[What needs to be done]:
Starting at the line that holds "Target: yellow taxi", copy every line exactly through the end of the data, and no others.

▶

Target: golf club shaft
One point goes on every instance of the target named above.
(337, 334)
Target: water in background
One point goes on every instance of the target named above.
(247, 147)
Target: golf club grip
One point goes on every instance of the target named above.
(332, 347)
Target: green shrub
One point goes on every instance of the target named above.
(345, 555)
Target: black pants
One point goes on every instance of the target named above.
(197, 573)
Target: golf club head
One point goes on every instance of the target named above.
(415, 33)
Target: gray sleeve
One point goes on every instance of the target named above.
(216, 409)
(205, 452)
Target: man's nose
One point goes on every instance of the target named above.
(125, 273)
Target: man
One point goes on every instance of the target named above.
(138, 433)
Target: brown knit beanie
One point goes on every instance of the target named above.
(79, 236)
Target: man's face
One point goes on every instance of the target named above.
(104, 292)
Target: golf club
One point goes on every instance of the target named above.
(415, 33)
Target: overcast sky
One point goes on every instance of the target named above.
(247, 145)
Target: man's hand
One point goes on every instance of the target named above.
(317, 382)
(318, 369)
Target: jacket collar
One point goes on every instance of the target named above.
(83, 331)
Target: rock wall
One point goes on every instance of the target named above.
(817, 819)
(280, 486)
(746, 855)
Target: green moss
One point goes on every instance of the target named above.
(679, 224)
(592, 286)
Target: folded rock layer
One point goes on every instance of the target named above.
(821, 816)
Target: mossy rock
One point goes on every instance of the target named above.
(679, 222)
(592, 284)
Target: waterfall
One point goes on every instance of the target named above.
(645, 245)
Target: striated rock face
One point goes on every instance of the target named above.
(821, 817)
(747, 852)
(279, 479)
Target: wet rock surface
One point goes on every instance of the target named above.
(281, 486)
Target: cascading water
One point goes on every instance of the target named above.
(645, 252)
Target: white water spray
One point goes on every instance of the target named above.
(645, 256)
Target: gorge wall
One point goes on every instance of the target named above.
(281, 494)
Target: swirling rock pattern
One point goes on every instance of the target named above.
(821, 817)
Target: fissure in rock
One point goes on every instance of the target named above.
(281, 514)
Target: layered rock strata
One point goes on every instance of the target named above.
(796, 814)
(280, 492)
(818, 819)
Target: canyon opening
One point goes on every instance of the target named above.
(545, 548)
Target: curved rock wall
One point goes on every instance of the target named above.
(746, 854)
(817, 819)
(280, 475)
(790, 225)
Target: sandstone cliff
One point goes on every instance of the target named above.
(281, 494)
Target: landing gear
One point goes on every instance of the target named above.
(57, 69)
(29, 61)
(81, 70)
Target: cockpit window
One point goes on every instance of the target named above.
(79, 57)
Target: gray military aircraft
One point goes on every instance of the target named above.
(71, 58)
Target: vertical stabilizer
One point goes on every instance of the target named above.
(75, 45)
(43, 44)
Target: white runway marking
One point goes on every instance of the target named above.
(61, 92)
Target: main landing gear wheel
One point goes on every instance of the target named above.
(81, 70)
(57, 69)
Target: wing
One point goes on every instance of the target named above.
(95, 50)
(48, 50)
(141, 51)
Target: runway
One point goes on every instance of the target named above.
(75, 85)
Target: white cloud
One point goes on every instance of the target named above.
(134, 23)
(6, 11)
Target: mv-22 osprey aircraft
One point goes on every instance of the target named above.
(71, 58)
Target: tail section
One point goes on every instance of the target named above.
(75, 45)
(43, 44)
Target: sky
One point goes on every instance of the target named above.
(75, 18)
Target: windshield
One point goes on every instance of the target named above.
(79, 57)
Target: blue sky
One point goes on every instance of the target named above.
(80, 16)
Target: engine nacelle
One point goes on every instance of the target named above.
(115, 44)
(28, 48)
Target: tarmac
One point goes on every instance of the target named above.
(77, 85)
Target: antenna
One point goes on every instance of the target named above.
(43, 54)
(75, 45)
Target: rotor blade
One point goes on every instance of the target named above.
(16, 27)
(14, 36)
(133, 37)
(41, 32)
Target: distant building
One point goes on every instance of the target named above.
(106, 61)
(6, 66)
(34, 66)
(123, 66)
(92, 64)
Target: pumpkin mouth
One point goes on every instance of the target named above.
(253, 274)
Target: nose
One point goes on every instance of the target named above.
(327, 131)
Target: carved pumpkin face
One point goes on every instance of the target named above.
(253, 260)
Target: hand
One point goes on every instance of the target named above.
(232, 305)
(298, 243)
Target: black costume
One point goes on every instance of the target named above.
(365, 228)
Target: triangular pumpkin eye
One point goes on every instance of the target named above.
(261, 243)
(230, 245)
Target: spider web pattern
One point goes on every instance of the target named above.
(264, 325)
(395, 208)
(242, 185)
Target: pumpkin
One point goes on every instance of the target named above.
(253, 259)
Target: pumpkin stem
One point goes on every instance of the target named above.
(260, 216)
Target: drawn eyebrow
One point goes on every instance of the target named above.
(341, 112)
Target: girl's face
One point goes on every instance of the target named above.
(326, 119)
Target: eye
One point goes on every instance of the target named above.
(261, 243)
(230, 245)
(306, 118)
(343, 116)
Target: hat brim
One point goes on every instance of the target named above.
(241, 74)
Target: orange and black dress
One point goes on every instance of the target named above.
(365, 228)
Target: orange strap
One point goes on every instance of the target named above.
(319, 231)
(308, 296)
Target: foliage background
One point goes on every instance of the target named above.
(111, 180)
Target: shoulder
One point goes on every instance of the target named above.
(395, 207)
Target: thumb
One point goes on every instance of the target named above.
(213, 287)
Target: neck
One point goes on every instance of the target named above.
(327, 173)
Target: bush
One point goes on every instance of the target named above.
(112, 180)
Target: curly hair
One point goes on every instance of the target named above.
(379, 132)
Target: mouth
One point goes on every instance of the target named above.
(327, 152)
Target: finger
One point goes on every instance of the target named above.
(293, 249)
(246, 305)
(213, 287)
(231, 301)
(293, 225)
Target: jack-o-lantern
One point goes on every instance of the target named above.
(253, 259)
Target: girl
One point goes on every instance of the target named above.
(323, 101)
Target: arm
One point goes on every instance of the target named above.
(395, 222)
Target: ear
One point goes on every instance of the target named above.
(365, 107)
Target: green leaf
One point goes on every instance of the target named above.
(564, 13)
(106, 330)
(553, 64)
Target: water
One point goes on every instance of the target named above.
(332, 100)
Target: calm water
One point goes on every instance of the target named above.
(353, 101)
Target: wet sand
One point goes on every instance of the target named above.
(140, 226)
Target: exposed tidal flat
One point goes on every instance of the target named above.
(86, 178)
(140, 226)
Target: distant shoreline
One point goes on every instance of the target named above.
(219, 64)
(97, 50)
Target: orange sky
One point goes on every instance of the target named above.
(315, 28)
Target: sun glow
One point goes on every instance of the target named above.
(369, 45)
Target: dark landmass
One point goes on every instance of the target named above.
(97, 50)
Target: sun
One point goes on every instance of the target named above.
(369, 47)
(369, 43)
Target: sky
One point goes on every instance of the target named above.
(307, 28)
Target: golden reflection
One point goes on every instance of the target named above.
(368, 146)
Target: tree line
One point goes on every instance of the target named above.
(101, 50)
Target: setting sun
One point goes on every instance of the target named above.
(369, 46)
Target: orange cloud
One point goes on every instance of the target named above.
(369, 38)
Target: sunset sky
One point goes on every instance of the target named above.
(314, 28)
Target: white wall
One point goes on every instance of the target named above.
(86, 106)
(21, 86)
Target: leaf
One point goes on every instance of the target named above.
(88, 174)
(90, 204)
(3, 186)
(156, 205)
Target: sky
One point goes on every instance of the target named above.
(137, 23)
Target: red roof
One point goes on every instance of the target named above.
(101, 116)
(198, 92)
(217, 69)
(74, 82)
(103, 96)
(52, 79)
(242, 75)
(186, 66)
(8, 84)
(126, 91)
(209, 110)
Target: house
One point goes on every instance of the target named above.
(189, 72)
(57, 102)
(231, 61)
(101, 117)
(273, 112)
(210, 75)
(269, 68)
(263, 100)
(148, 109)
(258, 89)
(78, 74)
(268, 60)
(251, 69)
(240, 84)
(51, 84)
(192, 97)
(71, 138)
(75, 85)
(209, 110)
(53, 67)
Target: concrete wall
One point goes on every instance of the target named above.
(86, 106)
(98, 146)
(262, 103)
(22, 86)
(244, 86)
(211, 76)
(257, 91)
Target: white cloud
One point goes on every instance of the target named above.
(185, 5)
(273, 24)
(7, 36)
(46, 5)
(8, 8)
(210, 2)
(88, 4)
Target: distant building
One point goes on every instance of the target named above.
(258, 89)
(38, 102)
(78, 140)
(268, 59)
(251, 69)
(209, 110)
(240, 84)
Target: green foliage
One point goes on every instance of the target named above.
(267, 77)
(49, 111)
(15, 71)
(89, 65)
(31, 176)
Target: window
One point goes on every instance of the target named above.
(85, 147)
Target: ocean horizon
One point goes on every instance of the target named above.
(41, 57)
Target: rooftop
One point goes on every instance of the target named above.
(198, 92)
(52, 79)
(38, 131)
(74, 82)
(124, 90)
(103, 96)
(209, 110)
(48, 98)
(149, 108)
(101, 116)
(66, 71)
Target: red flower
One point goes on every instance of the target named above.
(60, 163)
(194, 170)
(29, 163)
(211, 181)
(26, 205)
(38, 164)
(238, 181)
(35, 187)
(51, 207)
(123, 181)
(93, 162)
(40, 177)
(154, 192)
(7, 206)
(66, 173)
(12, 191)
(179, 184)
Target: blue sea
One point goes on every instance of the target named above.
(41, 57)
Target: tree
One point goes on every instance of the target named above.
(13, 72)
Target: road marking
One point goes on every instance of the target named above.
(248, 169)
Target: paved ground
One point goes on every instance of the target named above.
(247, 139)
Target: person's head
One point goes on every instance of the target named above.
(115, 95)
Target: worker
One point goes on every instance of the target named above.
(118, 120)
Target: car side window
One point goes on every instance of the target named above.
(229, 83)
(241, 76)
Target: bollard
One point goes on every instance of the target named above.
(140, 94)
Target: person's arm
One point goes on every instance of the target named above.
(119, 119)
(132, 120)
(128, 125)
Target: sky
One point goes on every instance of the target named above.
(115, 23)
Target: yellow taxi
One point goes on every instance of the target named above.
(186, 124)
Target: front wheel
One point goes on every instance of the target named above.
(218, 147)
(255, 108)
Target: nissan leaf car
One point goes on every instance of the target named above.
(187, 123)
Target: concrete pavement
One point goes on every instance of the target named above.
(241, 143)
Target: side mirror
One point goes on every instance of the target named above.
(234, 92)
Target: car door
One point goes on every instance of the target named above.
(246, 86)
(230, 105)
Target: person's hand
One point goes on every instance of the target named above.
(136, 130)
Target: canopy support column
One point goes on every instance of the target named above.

◀

[Solved exercise]:
Target: yellow taxi
One point goes on every instance of the target named above.
(186, 124)
Target: front wheel
One point goes on every instance of the target named above.
(218, 147)
(255, 108)
Target: nissan leaf car
One point goes on every instance of the target named above.
(187, 123)
Target: concrete pavement
One point goes on every instance of the target named above.
(241, 143)
Target: side mirror
One point goes on every instance of the target named above.
(234, 92)
Target: car door
One point goes on every instance of the target named above.
(246, 86)
(230, 105)
Target: person's hand
One point goes on every instance of the target named above.
(136, 130)
Target: canopy support column
One point goes on every instance of the target named above.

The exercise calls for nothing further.